◆ ABOUT THIS TASK
Which lines in the data below contain the word "slope"? Copy each of them.

------------------------------------------------------------

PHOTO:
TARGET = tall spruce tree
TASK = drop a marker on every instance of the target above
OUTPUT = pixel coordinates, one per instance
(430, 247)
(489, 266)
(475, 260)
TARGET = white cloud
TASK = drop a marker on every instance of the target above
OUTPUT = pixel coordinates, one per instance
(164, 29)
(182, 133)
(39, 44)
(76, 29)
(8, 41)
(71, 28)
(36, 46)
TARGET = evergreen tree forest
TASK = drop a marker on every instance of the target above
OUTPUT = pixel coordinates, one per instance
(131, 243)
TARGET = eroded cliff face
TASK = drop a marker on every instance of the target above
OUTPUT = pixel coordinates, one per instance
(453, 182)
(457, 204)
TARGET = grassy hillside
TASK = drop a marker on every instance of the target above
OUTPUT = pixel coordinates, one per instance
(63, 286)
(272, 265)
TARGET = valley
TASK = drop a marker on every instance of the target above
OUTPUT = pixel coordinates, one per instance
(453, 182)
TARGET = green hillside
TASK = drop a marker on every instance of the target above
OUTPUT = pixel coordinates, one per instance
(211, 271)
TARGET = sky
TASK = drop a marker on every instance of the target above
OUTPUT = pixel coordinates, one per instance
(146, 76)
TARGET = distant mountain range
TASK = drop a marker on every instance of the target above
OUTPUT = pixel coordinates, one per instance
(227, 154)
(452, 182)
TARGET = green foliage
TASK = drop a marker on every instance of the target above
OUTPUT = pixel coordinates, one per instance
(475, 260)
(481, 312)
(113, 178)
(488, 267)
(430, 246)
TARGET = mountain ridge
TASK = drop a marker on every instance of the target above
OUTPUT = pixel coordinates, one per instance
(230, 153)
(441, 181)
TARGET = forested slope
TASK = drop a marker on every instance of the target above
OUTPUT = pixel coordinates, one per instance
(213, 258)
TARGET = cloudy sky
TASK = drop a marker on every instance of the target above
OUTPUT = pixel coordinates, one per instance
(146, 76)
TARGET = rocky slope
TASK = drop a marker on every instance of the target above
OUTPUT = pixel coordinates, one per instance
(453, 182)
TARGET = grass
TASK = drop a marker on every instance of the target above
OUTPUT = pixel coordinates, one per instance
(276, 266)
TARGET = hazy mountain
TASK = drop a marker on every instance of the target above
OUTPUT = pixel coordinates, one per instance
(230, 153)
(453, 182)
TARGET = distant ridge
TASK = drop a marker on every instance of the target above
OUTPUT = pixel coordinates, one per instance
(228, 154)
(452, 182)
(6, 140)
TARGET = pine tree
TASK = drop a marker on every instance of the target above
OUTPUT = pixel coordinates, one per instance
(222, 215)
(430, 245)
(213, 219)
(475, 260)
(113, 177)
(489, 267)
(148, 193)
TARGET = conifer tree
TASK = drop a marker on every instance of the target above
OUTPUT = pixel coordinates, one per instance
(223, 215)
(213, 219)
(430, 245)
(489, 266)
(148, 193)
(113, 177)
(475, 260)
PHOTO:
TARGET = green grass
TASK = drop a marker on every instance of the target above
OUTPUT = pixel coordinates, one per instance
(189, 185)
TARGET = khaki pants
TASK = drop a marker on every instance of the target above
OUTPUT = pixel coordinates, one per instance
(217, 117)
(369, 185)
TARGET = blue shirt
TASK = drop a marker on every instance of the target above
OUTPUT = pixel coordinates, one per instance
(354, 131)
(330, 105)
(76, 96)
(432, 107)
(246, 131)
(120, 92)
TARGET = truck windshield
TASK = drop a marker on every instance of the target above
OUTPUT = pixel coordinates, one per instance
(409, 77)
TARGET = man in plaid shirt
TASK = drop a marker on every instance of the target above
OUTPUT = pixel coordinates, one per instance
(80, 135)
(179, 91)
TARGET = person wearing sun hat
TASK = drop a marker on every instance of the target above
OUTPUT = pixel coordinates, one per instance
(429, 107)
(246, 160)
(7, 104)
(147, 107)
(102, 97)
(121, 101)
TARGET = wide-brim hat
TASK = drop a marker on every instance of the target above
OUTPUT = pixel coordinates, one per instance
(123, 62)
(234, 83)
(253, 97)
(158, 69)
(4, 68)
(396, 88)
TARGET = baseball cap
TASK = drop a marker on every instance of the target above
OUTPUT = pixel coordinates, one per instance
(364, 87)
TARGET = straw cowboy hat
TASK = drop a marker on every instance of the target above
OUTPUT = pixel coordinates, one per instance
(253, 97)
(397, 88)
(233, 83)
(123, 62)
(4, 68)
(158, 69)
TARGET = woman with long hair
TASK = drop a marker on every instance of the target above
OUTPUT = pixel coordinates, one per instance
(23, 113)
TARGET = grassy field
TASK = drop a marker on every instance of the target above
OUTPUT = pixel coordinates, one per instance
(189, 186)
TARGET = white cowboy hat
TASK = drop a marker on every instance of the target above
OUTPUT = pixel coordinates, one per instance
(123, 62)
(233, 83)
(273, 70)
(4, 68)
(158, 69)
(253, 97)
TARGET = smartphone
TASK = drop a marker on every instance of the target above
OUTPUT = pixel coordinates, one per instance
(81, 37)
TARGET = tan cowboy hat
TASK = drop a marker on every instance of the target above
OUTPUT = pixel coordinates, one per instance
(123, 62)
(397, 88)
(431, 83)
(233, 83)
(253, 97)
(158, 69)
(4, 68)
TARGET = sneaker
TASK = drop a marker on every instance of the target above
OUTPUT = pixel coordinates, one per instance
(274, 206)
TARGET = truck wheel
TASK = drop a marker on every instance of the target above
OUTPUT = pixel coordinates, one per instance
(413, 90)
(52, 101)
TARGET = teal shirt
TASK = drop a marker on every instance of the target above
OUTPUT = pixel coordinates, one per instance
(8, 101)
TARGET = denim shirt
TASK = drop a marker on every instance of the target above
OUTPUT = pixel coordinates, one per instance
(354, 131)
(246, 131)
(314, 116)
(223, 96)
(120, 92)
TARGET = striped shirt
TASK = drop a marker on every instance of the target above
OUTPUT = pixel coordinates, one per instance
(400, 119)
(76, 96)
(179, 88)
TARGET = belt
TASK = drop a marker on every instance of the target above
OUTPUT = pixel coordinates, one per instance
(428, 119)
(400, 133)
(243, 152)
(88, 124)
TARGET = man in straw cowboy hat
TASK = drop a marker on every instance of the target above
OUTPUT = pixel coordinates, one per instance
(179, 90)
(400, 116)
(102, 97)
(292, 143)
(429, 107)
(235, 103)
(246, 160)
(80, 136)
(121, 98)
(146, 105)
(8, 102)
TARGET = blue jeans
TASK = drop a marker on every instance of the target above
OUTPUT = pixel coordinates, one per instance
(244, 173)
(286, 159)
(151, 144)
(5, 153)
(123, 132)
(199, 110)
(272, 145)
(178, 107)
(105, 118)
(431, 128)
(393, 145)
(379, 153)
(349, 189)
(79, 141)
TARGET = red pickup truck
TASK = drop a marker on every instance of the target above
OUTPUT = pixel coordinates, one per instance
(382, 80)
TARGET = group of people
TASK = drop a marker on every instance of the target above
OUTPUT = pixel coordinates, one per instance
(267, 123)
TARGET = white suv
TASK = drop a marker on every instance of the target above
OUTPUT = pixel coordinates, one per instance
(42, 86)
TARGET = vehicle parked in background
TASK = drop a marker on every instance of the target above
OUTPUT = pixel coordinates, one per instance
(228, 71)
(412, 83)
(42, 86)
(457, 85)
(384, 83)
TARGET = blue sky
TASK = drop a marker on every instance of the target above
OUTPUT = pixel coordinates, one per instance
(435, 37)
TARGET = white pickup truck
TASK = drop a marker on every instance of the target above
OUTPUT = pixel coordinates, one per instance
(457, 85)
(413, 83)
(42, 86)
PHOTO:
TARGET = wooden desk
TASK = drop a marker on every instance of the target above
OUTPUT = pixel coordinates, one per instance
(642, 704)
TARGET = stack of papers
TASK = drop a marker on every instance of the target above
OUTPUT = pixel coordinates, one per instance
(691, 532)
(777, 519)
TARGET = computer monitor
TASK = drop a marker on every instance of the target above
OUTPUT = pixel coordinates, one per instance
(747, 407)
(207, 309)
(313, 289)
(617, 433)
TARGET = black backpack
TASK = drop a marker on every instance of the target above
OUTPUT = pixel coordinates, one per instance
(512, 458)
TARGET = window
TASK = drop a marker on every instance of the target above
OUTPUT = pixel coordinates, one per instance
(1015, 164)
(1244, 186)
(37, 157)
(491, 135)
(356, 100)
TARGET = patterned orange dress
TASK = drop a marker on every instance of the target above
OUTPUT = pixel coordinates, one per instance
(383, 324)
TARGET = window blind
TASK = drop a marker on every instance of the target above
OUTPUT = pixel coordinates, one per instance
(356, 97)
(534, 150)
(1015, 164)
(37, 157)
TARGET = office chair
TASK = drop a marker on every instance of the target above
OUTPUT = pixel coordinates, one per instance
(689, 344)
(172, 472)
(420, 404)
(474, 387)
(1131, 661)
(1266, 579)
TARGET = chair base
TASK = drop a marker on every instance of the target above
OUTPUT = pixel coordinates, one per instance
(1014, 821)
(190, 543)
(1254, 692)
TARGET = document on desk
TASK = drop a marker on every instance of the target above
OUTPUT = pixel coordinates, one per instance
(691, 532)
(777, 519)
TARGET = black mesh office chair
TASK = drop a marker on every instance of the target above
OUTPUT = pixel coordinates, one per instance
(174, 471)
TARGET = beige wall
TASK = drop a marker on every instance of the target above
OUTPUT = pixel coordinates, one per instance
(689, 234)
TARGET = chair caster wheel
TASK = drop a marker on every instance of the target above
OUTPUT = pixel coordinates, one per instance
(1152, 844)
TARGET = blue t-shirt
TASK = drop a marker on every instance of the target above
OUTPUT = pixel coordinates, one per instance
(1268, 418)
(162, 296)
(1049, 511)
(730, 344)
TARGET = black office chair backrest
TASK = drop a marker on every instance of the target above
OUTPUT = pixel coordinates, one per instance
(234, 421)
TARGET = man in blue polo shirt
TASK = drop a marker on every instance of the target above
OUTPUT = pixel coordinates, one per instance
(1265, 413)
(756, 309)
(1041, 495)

------------------------------------------------------------

◆ WRITTEN ANSWER
TARGET = forested slope
TARGET = rocky slope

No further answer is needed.